┌──
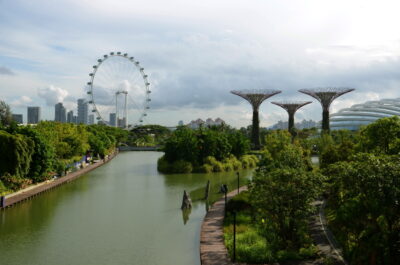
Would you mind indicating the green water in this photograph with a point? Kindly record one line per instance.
(124, 212)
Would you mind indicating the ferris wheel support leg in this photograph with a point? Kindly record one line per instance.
(126, 111)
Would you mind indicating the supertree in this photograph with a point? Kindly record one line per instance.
(291, 108)
(326, 96)
(255, 97)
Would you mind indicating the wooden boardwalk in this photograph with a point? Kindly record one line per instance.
(214, 252)
(212, 247)
(13, 198)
└──
#### To be done:
Your task is to retype all the entries exactly and leave out any pictures.

#### Exercise output:
Would you mind indicating the green water in this photograph with a point? Kindly record one line per instance.
(124, 212)
Would you mind indicating the ferris wheel support leg in this photograph with a point? Kindly record one line per instance.
(126, 111)
Would you mind indicating the supertree in this photograph with a point? Kindly record one line per instance.
(291, 108)
(326, 96)
(255, 97)
Would you mind indicating the wooden boardwalk in this photograph with a point? Kindly record one line per instance.
(214, 252)
(212, 247)
(13, 198)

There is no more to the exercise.